▶ [Task instructions] In the SACP project text, change "final presentation" to "closing presentation" in the stretch from "Our project’s milestones" through "held on June 3." and write out that stretch.

▶ [Excerpted text]
----------------------------------------

The SACP consists of a helium balloon, a metal frame and a stabilized gimbal with camera. The camera and gimbal are controlled by two Arduino microcontrollers: a Mega 2560 for stabilization and control of the gimbal, and a Uno for taking pictures. In this project we are going to add code to the programs running on the microcontrollers to enable targeting and scheduling.
There is a u-blox GPS device on the SACP that we will use to measure the GPS location. We will add a Barometric Pressure Sensor - MPL115A1 Breakout to be able to measure height with improved accuracy. We will use this data to calculate the direction from the camera to the target location and then adjust the camera accordingly.
In addition we will have to fix a problem with the gimbal where it stops behaving correctly when pointing in certain angles. The SACP is currently using a CH Robotics UM6 Inertial Measurement Unit (IMU) that has a compass, an accelerometer and a gyroscope. The IMU gets confused when the axes of two of the gimbals is in a parallel configuration.
Our major objective is to atomize the SACP’s targeting and picture taking making it easier and less time consuming to operate. Since the existing system have a current issue, “the gimbal lock problem”, we wish to start implementing autonomous scheduling and GPS targeting with the current solution to the gimbal lock problem which constrains the pitch of the camera. After implementing this, we want to see if we can find a better solution to get around the problem making the SACP able to autonomously take pictures with camera pointing in all directions.
Our project’s milestones and major deliverables are listed below:
1. Getting familiar with the existing hardware and software – Everyone.
2. Overcome Gimbal Lock – Frederik
3. Implement Barometer – Kamilla
4. GPS targeting – Alex
5. Timelapse and Panorama – Thomas
6. The final presentation will be held on June 3.
Potential long term goals or future developments of this project could be making the control program more users friendly. Another would be to work out stabilization code using quaternion values from the IMU, instead of the current Euler angles. This would solve the current gimbal lock problem. The current method of preventing gimbal lock is to constrain the pitch of the camera. We might have try to do this if we can’t find another way to get around the problem.
The SACP uses a gimbal to hold and stabilize the camera. Currently, the pitch of the gimbal is constrained to only be in a horizontal or vertical position to avoid gimbal lock. To avoid this constraint, we plan on adding functionality to support quaternion calculations. We currently don’t know how difficult this problem is to solve, and it might be too big and time consuming for this project. If that turns out to be the case, we will have to try and avoid the problem by locking the camera in different angles for different modes for instance.

----------------------------------------

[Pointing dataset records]
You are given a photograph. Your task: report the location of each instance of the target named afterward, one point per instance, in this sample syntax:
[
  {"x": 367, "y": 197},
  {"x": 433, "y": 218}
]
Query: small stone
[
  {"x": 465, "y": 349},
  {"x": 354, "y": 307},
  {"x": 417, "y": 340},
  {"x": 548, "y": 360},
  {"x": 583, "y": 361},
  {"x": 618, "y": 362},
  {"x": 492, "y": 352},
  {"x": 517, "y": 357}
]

----------------------------------------

▶ [Answer to the problem]
Our project’s milestones and major deliverables are listed below:
1. Getting familiar with the existing hardware and software – Everyone.
2. Overcome Gimbal Lock – Frederik
3. Implement Barometer – Kamilla
4. GPS targeting – Alex
5. Timelapse and Panorama – Thomas
6. The closing presentation will be held on June 3.